§ ASSIGNMENT: Please copy out the entries until you have copied the line that contains "Your task: given the image above, detect traffic", beginning with the first line.

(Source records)
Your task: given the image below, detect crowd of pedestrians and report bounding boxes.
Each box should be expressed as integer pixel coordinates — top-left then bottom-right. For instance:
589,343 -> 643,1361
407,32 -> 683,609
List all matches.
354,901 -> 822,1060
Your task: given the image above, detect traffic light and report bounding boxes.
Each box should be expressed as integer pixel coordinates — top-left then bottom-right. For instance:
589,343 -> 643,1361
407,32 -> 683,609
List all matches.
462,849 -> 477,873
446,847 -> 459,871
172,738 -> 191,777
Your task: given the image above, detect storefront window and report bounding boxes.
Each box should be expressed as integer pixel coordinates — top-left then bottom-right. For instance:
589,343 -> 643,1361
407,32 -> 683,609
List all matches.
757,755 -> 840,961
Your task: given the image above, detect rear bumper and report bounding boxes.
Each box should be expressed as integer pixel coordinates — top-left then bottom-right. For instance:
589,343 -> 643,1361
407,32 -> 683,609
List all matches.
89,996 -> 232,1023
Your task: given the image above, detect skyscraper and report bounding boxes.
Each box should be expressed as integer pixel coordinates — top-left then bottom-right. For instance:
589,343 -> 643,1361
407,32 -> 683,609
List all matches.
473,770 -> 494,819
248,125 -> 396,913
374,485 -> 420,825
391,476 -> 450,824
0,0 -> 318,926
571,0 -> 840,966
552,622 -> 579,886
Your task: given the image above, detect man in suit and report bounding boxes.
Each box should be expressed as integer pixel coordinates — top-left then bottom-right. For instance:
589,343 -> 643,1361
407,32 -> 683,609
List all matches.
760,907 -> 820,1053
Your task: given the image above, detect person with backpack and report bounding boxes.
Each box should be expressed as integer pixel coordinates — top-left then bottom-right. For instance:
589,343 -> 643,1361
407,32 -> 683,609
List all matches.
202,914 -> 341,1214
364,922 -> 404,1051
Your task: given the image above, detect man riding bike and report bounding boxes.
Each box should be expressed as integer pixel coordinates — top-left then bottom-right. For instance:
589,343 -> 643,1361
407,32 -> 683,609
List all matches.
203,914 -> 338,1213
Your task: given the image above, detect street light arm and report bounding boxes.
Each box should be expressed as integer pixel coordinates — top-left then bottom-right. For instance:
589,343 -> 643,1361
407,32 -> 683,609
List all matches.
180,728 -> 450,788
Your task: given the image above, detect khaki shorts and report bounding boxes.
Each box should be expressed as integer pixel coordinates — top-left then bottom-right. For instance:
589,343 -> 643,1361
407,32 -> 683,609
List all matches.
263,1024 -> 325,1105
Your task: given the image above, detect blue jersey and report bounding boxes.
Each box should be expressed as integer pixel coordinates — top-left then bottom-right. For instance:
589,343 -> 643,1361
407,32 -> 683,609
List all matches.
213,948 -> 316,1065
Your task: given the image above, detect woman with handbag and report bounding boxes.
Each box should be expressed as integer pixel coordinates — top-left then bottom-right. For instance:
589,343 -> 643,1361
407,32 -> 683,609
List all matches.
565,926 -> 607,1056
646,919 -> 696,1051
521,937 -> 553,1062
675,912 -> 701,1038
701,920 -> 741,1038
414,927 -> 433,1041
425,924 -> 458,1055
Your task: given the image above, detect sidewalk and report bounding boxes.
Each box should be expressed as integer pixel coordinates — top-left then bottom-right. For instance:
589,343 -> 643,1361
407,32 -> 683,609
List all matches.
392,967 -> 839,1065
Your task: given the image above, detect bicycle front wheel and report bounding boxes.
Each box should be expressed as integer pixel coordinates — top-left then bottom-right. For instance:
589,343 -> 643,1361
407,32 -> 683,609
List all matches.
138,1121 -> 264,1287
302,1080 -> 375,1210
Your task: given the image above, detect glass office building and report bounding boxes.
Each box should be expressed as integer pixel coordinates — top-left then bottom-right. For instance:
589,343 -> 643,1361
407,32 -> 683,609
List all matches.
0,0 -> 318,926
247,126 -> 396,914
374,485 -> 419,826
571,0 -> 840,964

§ TASK ANSWER:
Your task: given the image below, detect crowd of pedestrians and report bounding boxes.
Each box should be expressed as integer pixel coordinates — top-left then bottom-right. For instance:
589,343 -> 643,1361
407,32 -> 683,609
List all matches.
354,901 -> 822,1060
Your task: given the image above, detect traffic light and report bounding boxes.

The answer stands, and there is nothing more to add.